Passage provided
Now, I want to ask the children – would you rather be playing on the playground over there than listening to all of us?
Children : Yes!
Mayor : All right! Thank you for your honesty. Teachers, why don’t you take them over there while we do our questions so they can have a little more fun? Follow your teachers that way.
I want you to notice my leadership ability. They – I said follow, they all followed – very impressive. Give the people what they want, right, Tish? [Laughs] All right, while they’re moving over, let’s take on-topic questions. On-topic questions – on topic.
Question : A year ago you endorsed Senator Squadron's [inaudible] public or private money?
Mayor: My thinking is consistent, because I believe we have to do a lot to address these inequities, and it starts with, of course, the public sector making its commitment, which we're doing today. But as I said, I expect the conservancies to play a major role here. There's a lot of ways to get that done, we've been in real conversation with them, and I hope we'll have something more to say on that quite shortly, but I do expect the conservancies to play an important role.
Mayor: All ideas are on the table. I think the opportunity has been put forward to conservancies to come forward with a voluntary plan that really addresses these issues.
Question: [inaudible] parks down the road, where [inaudible]?
Mayor: They, in most cases, could never take care of all the [inaudible], by definition. There's a few that happen to be very well-resourced. Again, we're all adults here – that has to do with geography and income level and demographics. But I think the point here is in most communities, there can be a very strong community involvement, and in some ways, they're getting some resources in on the community level, but it's going to come down to the city government playing an active role, and again – some of the better resourced conservancies, I think, have an important role to play as well.
Question : [inaudible] voluntary plan for the conservancies [inaudible] viable option now? What do you say to folks who say that urging private donors money [inaudible]?
Mayor: Well, first, on the point of the very valid concern that anyone would have, and conservancies, and all the advocates, and community residents – you know, if we want to see more investment, let's see the city part first. I think it was very important that we step up – again, put our money where our mouth is, and show that we are serious about this. Then it becomes a lot more pertinent and a lot more fair to turn to others and say, now we need you to be a part of the solution. My point is, I think the conservancies understand this is a priority for this administration. I think they understand that there's some real issues that have to be addressed, and I'm hopeful that they will, so let's let that process play out. I don't deal in hypotheticals, what if. I’d say there's a process underway, we're going to let that play out – we're hopeful about a very positive outcome. If we find that we want to revisit other options, we'll determine then what makes sense. On topic.

Task instructions
[1] Using the parks transcript, explain in one to three sentences why the Mayor believes the city had to put in its own money before asking the conservancies to contribute.
[2] Please carry on the parks transcript from the point where it stops.
The entries come from a separate source.

Recorded data
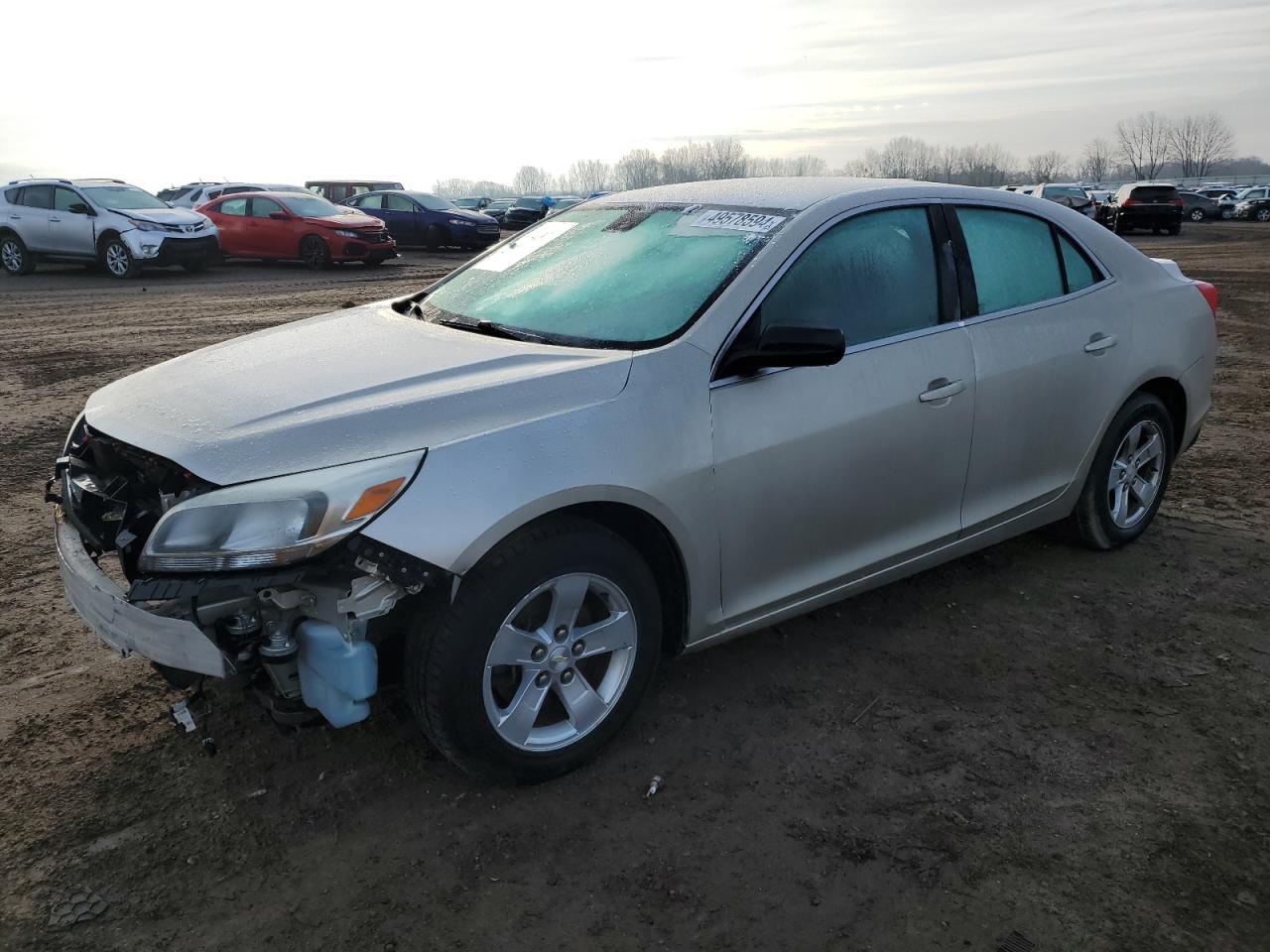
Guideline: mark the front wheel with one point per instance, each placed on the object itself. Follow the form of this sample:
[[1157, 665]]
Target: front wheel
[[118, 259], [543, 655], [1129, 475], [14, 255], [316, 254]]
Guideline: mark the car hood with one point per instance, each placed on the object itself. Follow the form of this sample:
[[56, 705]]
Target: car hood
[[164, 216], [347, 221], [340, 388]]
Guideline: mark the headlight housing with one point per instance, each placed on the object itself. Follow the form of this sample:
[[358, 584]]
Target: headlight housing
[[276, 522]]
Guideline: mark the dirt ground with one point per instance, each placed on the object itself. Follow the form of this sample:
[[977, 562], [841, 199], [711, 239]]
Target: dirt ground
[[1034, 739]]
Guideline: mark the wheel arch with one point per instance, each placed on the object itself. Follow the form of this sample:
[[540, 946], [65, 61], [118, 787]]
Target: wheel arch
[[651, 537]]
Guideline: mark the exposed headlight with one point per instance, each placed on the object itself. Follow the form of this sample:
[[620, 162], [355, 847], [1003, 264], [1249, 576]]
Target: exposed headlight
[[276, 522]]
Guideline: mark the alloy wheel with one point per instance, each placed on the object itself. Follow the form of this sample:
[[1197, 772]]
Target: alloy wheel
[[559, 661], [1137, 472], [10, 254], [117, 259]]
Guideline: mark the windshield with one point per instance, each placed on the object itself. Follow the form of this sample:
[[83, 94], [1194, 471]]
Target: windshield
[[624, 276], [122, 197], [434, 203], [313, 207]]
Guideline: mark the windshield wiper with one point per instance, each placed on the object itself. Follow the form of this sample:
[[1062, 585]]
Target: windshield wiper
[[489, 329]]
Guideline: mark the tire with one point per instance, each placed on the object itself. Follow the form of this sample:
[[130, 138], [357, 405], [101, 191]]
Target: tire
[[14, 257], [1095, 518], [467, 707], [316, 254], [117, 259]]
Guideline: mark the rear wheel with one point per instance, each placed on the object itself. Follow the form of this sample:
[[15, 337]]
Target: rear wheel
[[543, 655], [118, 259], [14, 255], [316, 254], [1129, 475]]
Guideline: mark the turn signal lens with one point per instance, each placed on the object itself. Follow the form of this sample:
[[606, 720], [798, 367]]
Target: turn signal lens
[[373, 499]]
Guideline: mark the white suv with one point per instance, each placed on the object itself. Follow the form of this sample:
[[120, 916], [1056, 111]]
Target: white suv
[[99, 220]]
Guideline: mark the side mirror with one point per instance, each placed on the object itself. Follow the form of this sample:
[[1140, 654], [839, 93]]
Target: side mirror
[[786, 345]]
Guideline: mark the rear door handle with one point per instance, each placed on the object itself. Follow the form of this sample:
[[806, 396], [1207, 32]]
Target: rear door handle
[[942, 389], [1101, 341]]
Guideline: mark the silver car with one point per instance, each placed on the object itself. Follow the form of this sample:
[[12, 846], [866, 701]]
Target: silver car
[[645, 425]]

Final answers
[1] The Mayor says the city needed to step up first and put its money where its mouth is to show it is serious about addressing the inequities. Once the city has made that commitment, he says, it becomes more pertinent and more fair to turn to others, such as the conservancies, and ask them to be part of the solution.

[2]
Mayor: There's endless need. And the fact is, it's the other way around. Because we are investing, it is an encouragement to others to invest. There is, as we mentioned already, some foundation money in the package we're announcing today. It certainly makes sense that private donors, non-profit donors, are going to be encouraged by seeing real action. So, I think that follows coherently. And again, we've been in discussion with the conservancies, and we think we're moving in the right direction.
Question : [inaudible]
Question: All five of the Staten Island playgrounds, as part of this initiative, are located in the North Shore of the island, or St. George [inaudible] South Shore –
Mayor: Mitch will come forward and talk about the details, but let me just emphasize the criteria involved – where there's a lot of population growth, where there's densely-populated neighborhoods, where there's a lot of low-income residents, where there's a lot of need in terms of lack of previous investments. So when you think about all those criteria, for example, where there hasn't even been $250,000 dollars in investment over two decades – that's what pinpoints it. It’s not saying, ‘Are we doing a perfect geographical distribution?’ It's where has there been disinvestment, or lack of investment, how do we have to address that? This is also part one. Again, we expect to be doing more on the public side over the coming years. We expect support from the conservancies and other players. So, this is part one, but it was about addressing these criteria.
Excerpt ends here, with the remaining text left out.